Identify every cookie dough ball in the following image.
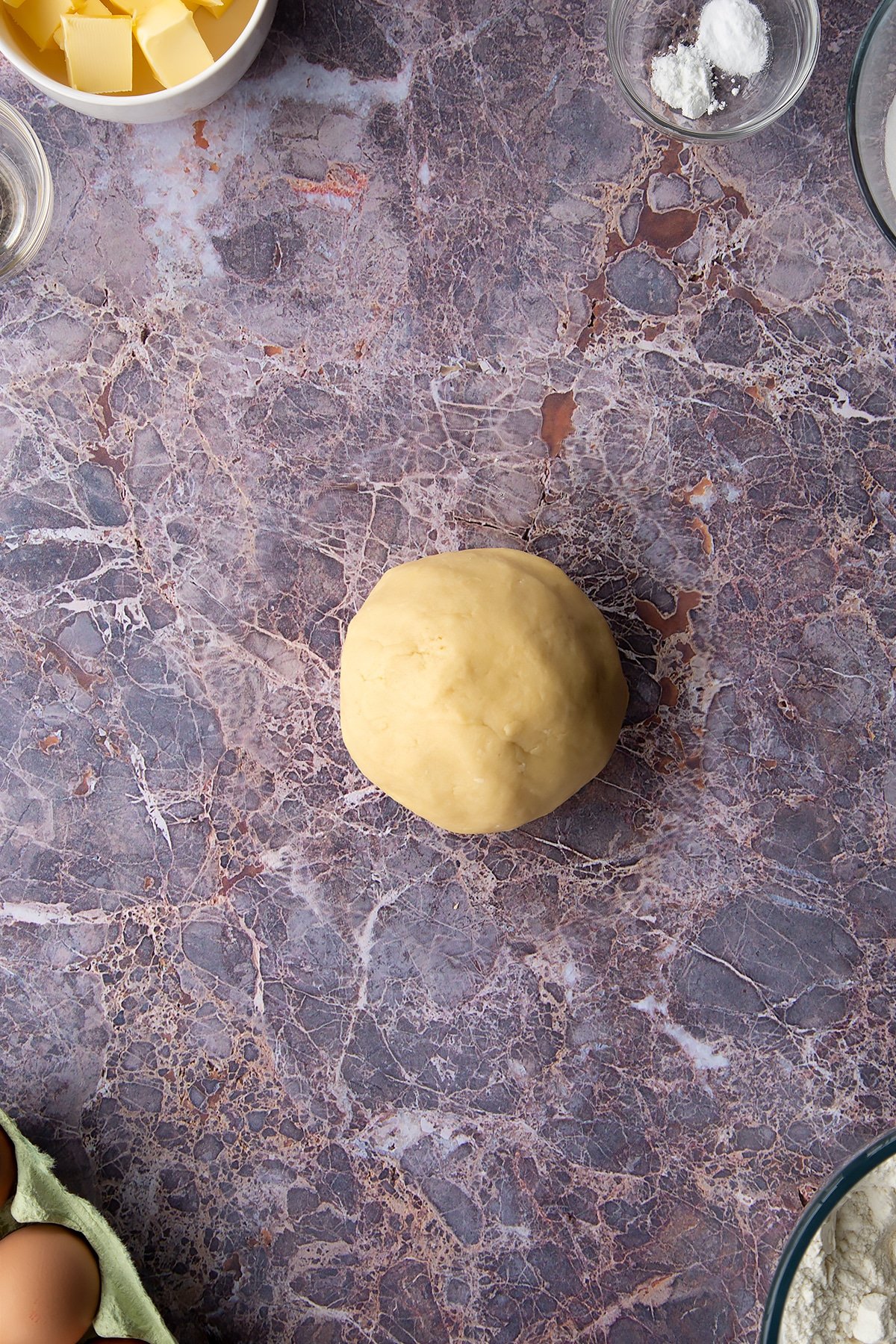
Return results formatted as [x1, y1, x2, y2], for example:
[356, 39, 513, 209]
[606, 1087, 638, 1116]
[341, 550, 629, 835]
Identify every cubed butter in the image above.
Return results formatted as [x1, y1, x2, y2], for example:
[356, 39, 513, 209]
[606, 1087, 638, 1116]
[62, 13, 134, 93]
[134, 0, 212, 89]
[52, 0, 109, 47]
[10, 0, 74, 51]
[190, 0, 232, 19]
[105, 0, 158, 19]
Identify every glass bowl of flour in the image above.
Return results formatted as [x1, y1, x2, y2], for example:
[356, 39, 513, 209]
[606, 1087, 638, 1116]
[759, 1130, 896, 1344]
[607, 0, 821, 140]
[846, 0, 896, 247]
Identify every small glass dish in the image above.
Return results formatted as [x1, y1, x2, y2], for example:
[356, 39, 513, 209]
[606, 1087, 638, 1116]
[759, 1129, 896, 1344]
[607, 0, 821, 140]
[846, 0, 896, 247]
[0, 98, 52, 282]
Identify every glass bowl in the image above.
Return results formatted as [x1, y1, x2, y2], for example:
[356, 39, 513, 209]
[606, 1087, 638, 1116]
[846, 0, 896, 247]
[0, 98, 52, 282]
[759, 1129, 896, 1344]
[607, 0, 821, 140]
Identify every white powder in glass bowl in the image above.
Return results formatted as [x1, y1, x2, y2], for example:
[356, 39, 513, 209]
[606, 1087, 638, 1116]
[697, 0, 768, 79]
[650, 0, 771, 121]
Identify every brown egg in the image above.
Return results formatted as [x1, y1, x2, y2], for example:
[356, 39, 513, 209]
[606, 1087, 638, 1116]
[0, 1223, 99, 1344]
[0, 1129, 16, 1207]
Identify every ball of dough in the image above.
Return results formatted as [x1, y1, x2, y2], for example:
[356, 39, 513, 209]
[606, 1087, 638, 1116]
[341, 550, 629, 835]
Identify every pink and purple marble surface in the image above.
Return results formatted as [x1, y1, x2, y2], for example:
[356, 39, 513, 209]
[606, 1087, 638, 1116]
[0, 0, 896, 1344]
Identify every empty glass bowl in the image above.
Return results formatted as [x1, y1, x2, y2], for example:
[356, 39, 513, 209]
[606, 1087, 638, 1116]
[846, 0, 896, 247]
[607, 0, 821, 140]
[0, 98, 52, 282]
[759, 1129, 896, 1344]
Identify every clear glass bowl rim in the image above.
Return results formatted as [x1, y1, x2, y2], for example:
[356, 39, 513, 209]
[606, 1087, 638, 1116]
[607, 0, 822, 143]
[0, 98, 54, 282]
[846, 0, 896, 247]
[759, 1129, 896, 1344]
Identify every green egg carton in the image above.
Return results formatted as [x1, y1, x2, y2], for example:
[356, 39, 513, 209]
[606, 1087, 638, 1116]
[0, 1110, 177, 1344]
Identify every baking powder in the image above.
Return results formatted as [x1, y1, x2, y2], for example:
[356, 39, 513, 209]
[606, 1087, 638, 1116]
[650, 0, 770, 121]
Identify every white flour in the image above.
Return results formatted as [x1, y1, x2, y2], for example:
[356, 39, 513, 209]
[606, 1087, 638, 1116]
[780, 1157, 896, 1344]
[884, 88, 896, 196]
[650, 0, 770, 121]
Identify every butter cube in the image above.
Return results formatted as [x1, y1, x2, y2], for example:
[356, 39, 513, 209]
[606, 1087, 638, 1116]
[190, 0, 232, 19]
[62, 13, 134, 93]
[52, 0, 109, 47]
[134, 0, 212, 89]
[103, 0, 157, 19]
[10, 0, 74, 51]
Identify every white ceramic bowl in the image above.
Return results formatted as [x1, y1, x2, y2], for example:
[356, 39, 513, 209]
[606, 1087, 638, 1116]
[0, 0, 277, 125]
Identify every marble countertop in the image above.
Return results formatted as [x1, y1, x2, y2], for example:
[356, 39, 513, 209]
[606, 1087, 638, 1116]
[0, 0, 896, 1344]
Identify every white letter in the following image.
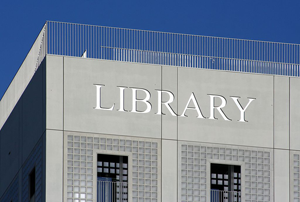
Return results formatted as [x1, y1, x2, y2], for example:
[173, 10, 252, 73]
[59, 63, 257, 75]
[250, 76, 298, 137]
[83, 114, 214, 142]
[180, 93, 204, 119]
[231, 96, 255, 122]
[209, 95, 230, 121]
[131, 88, 151, 113]
[157, 90, 177, 116]
[95, 84, 115, 111]
[118, 86, 125, 112]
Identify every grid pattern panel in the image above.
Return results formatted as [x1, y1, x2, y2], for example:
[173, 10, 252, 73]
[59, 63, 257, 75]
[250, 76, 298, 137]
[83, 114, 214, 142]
[65, 135, 160, 202]
[179, 144, 273, 202]
[22, 140, 43, 202]
[291, 152, 300, 202]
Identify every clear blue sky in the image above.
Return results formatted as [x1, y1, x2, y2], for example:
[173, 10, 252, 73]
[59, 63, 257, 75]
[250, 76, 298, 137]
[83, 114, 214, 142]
[0, 0, 300, 98]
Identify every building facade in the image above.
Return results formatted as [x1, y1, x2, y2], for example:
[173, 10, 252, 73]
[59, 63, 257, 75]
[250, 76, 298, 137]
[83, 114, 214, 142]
[0, 22, 300, 202]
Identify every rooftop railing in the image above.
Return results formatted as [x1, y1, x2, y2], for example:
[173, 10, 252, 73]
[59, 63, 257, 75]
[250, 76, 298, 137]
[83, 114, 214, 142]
[46, 21, 300, 76]
[0, 21, 300, 129]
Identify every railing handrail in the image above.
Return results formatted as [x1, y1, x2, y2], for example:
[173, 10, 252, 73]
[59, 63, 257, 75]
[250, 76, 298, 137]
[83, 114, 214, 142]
[47, 20, 300, 46]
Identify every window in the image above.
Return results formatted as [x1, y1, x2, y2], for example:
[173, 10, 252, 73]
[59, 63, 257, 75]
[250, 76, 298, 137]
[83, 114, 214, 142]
[28, 167, 35, 202]
[210, 164, 241, 202]
[97, 154, 128, 202]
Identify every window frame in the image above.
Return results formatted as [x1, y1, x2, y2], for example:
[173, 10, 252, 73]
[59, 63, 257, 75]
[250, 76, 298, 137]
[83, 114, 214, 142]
[206, 159, 245, 202]
[93, 149, 132, 202]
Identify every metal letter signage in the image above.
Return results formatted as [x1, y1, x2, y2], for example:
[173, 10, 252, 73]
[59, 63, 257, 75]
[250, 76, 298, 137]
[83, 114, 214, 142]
[94, 84, 255, 122]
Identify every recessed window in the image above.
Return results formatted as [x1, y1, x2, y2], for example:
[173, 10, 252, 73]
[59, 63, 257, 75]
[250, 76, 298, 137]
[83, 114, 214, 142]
[28, 167, 35, 201]
[97, 154, 128, 202]
[210, 164, 241, 202]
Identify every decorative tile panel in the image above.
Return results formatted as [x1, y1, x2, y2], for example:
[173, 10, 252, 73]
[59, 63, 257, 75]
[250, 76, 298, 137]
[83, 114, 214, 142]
[290, 151, 300, 202]
[65, 133, 161, 202]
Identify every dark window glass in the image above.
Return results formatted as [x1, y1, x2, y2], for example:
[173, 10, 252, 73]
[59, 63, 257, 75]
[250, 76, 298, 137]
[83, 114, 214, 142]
[29, 168, 35, 199]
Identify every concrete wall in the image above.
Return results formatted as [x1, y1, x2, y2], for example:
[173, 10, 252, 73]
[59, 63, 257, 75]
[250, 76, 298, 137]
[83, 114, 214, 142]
[0, 61, 46, 199]
[0, 56, 300, 202]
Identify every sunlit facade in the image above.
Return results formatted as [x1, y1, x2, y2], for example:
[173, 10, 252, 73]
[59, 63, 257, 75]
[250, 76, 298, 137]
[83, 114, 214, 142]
[0, 22, 300, 202]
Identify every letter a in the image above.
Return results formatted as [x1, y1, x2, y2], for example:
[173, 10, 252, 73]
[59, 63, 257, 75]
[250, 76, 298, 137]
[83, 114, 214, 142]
[180, 93, 204, 119]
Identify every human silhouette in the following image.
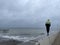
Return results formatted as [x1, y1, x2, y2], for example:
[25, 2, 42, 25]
[45, 19, 51, 36]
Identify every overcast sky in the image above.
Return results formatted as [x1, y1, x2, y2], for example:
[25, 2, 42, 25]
[0, 0, 60, 27]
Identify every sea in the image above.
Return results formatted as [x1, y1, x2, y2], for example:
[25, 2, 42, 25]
[0, 28, 57, 42]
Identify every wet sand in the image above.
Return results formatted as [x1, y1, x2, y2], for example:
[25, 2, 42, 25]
[0, 38, 22, 45]
[52, 32, 60, 45]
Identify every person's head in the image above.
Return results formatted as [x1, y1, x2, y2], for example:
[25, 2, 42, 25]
[47, 19, 50, 21]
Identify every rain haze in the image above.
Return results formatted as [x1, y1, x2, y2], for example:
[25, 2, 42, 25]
[0, 0, 60, 28]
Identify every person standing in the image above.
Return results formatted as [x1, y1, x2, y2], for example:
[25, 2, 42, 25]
[45, 19, 51, 36]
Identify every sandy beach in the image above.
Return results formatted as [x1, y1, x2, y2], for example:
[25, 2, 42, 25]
[52, 32, 60, 45]
[0, 38, 22, 45]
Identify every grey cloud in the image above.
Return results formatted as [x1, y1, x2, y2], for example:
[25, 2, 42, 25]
[0, 0, 60, 27]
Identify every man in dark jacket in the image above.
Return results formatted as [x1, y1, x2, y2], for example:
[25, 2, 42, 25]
[45, 19, 51, 36]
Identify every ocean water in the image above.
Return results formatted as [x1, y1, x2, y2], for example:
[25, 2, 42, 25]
[0, 28, 58, 42]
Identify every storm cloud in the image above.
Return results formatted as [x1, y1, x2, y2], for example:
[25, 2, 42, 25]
[0, 0, 60, 27]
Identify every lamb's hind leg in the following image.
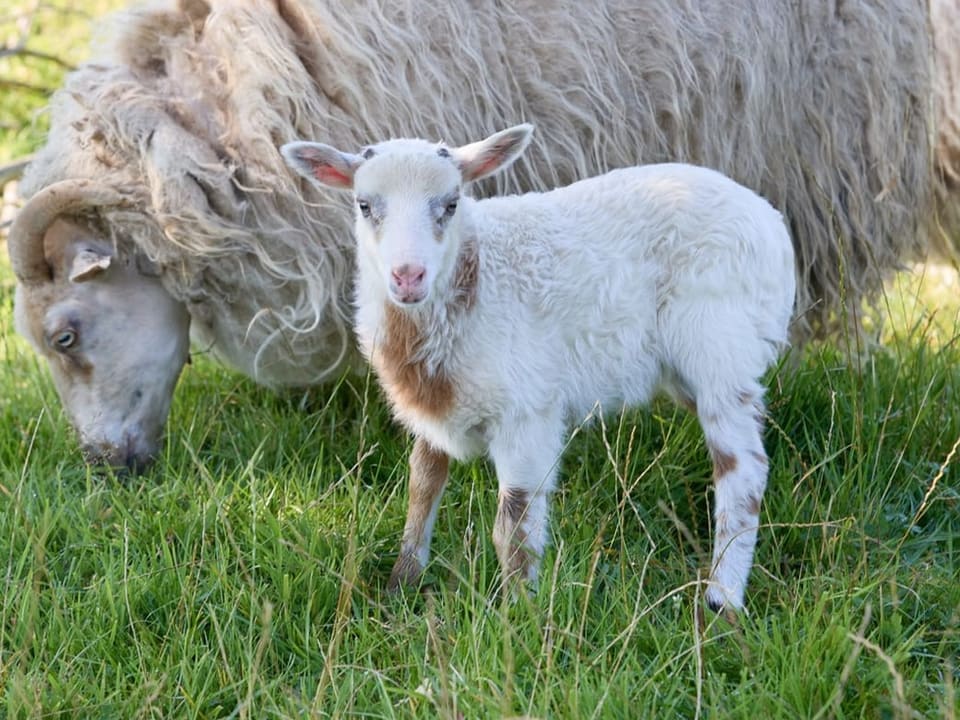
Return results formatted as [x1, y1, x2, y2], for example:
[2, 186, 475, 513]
[387, 438, 450, 590]
[697, 383, 768, 610]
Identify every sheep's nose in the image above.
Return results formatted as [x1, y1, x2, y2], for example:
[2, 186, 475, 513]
[390, 263, 427, 302]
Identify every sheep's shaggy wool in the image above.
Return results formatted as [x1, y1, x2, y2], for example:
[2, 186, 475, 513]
[11, 0, 960, 384]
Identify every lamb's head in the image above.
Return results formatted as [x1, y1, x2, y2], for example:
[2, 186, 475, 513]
[282, 124, 533, 307]
[8, 180, 190, 470]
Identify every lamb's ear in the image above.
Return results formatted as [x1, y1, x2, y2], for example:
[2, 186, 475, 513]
[450, 123, 533, 182]
[280, 142, 363, 190]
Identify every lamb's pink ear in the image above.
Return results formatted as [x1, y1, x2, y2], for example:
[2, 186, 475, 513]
[450, 123, 533, 182]
[280, 142, 363, 190]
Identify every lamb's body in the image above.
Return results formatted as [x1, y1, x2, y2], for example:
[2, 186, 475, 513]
[357, 164, 794, 462]
[283, 126, 795, 608]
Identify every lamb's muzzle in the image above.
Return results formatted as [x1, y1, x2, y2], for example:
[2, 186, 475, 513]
[284, 125, 795, 609]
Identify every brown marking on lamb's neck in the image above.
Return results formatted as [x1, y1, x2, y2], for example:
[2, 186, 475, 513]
[377, 301, 453, 418]
[453, 240, 480, 310]
[375, 242, 479, 418]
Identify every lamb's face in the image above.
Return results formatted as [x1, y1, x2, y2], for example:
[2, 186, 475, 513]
[354, 141, 462, 307]
[14, 221, 190, 469]
[280, 125, 533, 307]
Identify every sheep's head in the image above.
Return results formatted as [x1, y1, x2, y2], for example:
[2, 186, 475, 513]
[8, 180, 190, 470]
[281, 125, 533, 306]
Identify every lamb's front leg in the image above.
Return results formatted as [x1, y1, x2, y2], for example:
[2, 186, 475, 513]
[490, 418, 563, 583]
[387, 438, 450, 590]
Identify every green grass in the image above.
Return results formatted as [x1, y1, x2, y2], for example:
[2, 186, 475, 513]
[0, 250, 960, 719]
[0, 0, 123, 164]
[0, 3, 960, 720]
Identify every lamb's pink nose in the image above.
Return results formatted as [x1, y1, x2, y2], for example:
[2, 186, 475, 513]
[390, 263, 427, 302]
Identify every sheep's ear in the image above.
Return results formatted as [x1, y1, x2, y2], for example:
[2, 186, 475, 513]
[450, 123, 533, 182]
[70, 248, 113, 282]
[280, 142, 363, 190]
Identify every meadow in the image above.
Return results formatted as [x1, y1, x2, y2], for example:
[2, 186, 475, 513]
[0, 3, 960, 720]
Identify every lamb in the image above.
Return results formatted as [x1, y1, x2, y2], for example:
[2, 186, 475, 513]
[282, 125, 796, 610]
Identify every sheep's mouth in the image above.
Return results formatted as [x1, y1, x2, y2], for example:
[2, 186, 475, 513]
[390, 288, 427, 307]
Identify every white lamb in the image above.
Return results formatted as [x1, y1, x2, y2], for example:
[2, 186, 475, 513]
[282, 125, 795, 610]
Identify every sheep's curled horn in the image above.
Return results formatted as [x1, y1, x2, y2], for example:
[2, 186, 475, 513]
[7, 180, 130, 285]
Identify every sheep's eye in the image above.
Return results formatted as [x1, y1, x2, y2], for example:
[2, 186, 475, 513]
[53, 329, 77, 350]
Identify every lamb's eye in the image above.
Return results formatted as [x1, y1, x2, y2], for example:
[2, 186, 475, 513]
[53, 328, 77, 350]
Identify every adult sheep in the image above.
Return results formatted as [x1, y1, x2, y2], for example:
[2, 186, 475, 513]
[9, 0, 960, 466]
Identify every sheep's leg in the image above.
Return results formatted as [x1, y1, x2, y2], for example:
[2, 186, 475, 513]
[697, 384, 768, 610]
[387, 438, 450, 590]
[490, 418, 563, 584]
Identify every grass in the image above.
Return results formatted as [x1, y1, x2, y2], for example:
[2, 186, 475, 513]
[0, 0, 123, 164]
[0, 6, 960, 720]
[0, 255, 960, 718]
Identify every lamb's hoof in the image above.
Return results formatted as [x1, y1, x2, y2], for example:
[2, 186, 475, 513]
[387, 555, 423, 592]
[705, 588, 741, 625]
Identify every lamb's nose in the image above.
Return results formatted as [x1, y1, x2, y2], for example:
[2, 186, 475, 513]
[391, 263, 427, 292]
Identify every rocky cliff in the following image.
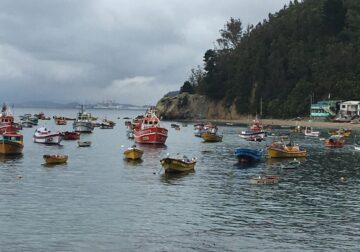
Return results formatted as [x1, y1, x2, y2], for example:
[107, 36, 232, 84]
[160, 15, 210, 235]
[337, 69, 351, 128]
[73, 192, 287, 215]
[156, 93, 240, 120]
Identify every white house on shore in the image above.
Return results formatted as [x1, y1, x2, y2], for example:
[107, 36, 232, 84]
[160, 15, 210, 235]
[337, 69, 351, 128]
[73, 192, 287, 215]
[339, 101, 360, 117]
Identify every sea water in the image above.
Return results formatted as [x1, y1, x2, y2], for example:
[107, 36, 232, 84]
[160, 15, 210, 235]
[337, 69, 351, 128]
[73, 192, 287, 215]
[0, 108, 360, 251]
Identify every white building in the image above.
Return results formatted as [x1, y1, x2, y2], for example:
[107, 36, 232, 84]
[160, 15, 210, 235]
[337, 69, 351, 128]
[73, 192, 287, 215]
[339, 101, 360, 117]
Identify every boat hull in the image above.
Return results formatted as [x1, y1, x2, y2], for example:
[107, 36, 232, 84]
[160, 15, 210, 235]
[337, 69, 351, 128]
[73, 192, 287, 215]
[267, 146, 306, 158]
[160, 158, 196, 173]
[124, 148, 144, 160]
[235, 148, 262, 163]
[134, 127, 168, 144]
[43, 155, 68, 164]
[201, 132, 222, 142]
[33, 133, 63, 144]
[0, 140, 24, 154]
[250, 176, 280, 185]
[78, 141, 91, 147]
[63, 131, 80, 140]
[73, 121, 94, 133]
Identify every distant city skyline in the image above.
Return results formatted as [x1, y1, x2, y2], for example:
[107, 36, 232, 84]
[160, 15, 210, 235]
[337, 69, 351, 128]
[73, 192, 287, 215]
[0, 0, 289, 105]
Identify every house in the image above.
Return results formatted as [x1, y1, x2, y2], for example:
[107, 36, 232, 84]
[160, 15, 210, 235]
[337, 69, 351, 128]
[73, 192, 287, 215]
[339, 101, 360, 118]
[310, 100, 342, 119]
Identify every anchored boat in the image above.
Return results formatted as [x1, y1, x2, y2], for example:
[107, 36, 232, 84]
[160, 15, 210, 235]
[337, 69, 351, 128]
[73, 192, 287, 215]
[124, 145, 144, 160]
[267, 140, 306, 158]
[160, 156, 196, 173]
[33, 127, 63, 144]
[43, 155, 68, 164]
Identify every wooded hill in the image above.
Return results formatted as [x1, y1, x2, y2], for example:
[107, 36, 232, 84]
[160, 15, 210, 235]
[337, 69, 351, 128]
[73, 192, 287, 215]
[181, 0, 360, 118]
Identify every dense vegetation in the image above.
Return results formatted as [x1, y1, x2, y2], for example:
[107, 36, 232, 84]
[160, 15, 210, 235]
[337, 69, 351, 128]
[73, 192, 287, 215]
[180, 0, 360, 117]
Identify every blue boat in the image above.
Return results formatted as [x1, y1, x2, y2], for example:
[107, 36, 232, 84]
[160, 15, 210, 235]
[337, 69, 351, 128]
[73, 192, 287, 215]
[235, 147, 263, 163]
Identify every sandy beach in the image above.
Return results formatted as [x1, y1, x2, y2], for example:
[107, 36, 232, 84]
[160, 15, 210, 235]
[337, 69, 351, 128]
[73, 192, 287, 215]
[209, 118, 360, 130]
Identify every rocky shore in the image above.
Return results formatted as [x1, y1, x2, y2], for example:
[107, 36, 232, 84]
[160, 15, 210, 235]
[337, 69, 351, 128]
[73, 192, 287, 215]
[156, 93, 360, 130]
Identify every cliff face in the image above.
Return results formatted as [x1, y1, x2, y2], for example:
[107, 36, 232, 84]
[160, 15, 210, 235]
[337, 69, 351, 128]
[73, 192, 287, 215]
[156, 93, 240, 120]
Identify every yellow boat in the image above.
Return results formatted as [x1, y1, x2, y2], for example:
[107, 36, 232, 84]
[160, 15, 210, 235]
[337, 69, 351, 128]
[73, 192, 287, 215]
[0, 133, 24, 155]
[124, 147, 144, 160]
[160, 156, 196, 173]
[329, 129, 352, 137]
[267, 141, 306, 158]
[43, 155, 68, 164]
[201, 131, 222, 142]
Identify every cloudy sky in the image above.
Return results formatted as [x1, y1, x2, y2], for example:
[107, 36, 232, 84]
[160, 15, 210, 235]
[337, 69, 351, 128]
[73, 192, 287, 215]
[0, 0, 288, 105]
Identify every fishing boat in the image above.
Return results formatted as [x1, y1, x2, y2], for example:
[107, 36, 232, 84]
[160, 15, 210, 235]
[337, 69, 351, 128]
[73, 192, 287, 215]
[124, 145, 144, 160]
[43, 154, 68, 164]
[235, 147, 263, 163]
[21, 119, 34, 128]
[194, 123, 206, 137]
[239, 117, 266, 141]
[62, 131, 80, 140]
[250, 175, 280, 185]
[78, 141, 91, 147]
[267, 140, 306, 158]
[160, 156, 196, 173]
[0, 103, 22, 134]
[304, 127, 320, 137]
[324, 135, 345, 148]
[99, 119, 115, 129]
[54, 116, 67, 125]
[0, 132, 24, 155]
[73, 106, 94, 133]
[33, 127, 63, 144]
[329, 128, 352, 137]
[201, 125, 223, 142]
[134, 107, 168, 144]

Work to be completed » Copy the material from the line with "Identify every rooftop" to the line with "[0, 21, 300, 129]", swapping "railing" for "fence" and keeping everything else the same.

Answer to this task »
Identify every rooftop fence in the image above.
Return results formatted as [x1, y1, x2, y2], for example:
[173, 10, 252, 73]
[59, 63, 257, 75]
[250, 76, 298, 137]
[83, 114, 214, 142]
[46, 21, 300, 76]
[0, 21, 300, 129]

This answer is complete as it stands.